▶ [ТЕКСТ ДЛЯ ЧТЕНИЯ]:

Если бы мне довелось встретиться с этим странным человеком снова, я, вероятно, нашел бы с ним общий язык, разузнал секреты его художественного видения. Но очень скоро небесного цвета мотоколяска уже несла свой лазурный экипаж назад к вершине холма, увозя с собой нераскрытую тайну, к разгадке которой за много лет мы так и не приблизились.
Ранние снимки де Мейера, созданные начиная с 1900 года, стоит выделить отдельно. Они трогают душу не меньше, чем импрессионистские полотна Берты Моризо: трудно найти образ бесхитростнее и проще, чем замершая в ожидании мадам Эррасурис в платье из черной тафты и увенчанной эгреткой шляпке. Женщина почти отвернулась от зрителя, при этом мы не в общих чертах, но совершенно точно понимаем характер героини, ощущаем масштаб ее личности, воспринимаем окружающую ее атмосферу.
Так рассказать о ней не смог бы даже писатель. Графиню де Грей, впоследствии маркизу Рипон, я воспринимаю только на фото, сделанном бароном, где она запечатлена в наряде из серебряной парчи, с тиарой на голове. Только этот снимок подчеркивает все то, что известно об этой величайшей личности и меценатке, увидеть которую мне, увы, не довелось, но которая ассоциируется у меня с удивительным изяществом, щедростью и забытым ныне очарованием. То же касается портретов легендарного Нижинского – он на них ровно такой, каким его описывали восторженные поклонники: летящий, невесомый, живой. Ведь застывшая в жеманной позе груда мышц, которую запечатлел Александр Бассано, никак не соотносится с воспоминаниями современников о великом танцоре. Де Мейер же со свойственным ему легкомыслием, новаторским духом и озорством снимал Нижинского на сцене – в «Призраке Розы», «Послеполуденном отдыхе фавна», в «Шехеразаде» в роли раба или же принца в «Павильоне Армиды», и все это в течение одного дня. В итоге за необычным обликом артиста мир разглядел фантастическую гибкость тела, юношеский пыл, поэзию и бурление чувств. Таким Вацлав Нижинский и вошел в мировую историю.

▶ [ЗАПИСИ]:
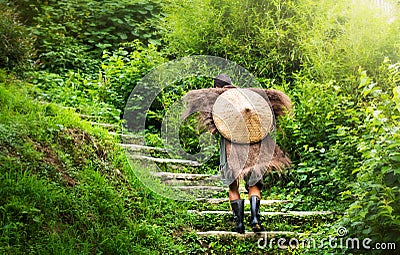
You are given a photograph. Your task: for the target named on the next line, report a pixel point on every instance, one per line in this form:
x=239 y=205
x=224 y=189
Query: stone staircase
x=272 y=210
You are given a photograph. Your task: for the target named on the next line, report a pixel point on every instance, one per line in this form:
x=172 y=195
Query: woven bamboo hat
x=242 y=116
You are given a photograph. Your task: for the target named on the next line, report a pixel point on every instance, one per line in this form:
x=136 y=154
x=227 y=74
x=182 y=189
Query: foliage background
x=337 y=60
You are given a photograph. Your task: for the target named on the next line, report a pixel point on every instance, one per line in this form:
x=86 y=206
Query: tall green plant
x=73 y=34
x=16 y=43
x=375 y=212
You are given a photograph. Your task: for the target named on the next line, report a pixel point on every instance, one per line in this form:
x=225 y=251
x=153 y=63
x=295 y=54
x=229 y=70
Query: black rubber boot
x=255 y=220
x=238 y=212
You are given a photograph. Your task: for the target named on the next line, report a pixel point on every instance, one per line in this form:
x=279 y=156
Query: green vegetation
x=67 y=188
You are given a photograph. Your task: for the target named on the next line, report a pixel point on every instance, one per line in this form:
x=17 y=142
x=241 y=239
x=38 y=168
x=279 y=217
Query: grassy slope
x=66 y=187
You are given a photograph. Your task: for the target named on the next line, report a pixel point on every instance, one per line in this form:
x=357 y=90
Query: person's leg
x=237 y=205
x=234 y=191
x=254 y=191
x=255 y=197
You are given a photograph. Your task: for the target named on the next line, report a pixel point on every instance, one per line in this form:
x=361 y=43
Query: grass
x=67 y=188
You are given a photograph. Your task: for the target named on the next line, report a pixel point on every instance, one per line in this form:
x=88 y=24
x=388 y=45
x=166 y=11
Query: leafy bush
x=122 y=69
x=375 y=212
x=16 y=43
x=274 y=39
x=73 y=35
x=259 y=35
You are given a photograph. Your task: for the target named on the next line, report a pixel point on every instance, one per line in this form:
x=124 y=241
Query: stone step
x=85 y=116
x=128 y=138
x=137 y=147
x=246 y=202
x=288 y=213
x=185 y=176
x=210 y=188
x=268 y=234
x=105 y=125
x=166 y=160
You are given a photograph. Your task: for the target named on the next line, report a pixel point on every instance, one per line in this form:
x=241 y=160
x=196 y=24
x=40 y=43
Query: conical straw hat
x=242 y=116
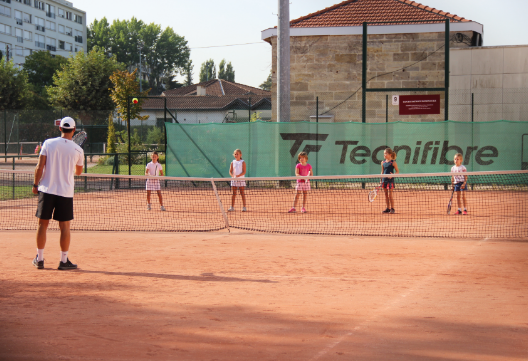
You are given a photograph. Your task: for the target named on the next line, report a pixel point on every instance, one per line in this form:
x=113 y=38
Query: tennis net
x=497 y=204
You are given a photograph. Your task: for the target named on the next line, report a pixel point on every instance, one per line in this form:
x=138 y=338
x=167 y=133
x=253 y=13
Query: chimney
x=200 y=90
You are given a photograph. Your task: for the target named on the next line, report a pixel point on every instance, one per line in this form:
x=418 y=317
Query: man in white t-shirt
x=60 y=159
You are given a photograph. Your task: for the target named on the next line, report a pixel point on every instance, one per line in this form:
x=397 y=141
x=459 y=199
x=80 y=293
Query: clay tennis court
x=255 y=296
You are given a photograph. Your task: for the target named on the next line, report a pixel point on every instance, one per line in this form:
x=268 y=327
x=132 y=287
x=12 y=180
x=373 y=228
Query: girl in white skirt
x=154 y=168
x=238 y=170
x=302 y=169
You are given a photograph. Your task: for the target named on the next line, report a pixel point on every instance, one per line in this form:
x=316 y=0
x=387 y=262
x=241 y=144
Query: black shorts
x=60 y=207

▶ [ПИСЬМЕННЫЕ ЗАДАНИЯ]:
#1 Согласно тексту о снимках де Мейера, в каком наряде графиня де Грей запечатлена на фото барона?
#2 Напишите продолжение текста о снимках де Мейера, начиная сразу после его последнего предложения.

▶ [ОТВЕТЫ К ЗАДАНИЯМ]:
#1 В наряде из серебряной парчи, с тиарой на голове.

#2
С годами живописец блестящей эпохи барон де Мейер пришел в фотоискусстве к тому же, к чему Больдини пришел в живописи: к гротескному пафосу – но даже тогда он умел передать восхищение и радость, которое дарили ему прелестные картинки, запечатленные на его снимках. Он часто снимает модель сидящей в грациозной позе: рука на бедре, голова гордо вскинута и повернута в полупрофиль, как на античном барельефе; серебряное кружево, ткани, жемчуга и ракушки непременно сияют, луч солнца играет на девственно чистом лепестке белой лилии, отражается в паркетном полу, играет в зеркальных панелях дверей, фейерверками пляшет в замысловатых хрусталиках люстры – всем этим мельчайшим деталям первый и непревзойденный фотограф моды даровал жизнь вне времени.
Каждый модный дом работал в своей уникальной манере
Итак, барон де Мейер, Больдини и его дамы, Сесиль Сорель, Лина Кавальери и «Души» – все они так или иначе оставили свой след в изменчивом мире моды. Пожалуй, самым странным образом повел себя барометр женского стиля накануне и во время Первой мировой войны. В той войне Париж оставался свободным городом, а потому модная жизнь здесь продолжала бурлить и кипеть.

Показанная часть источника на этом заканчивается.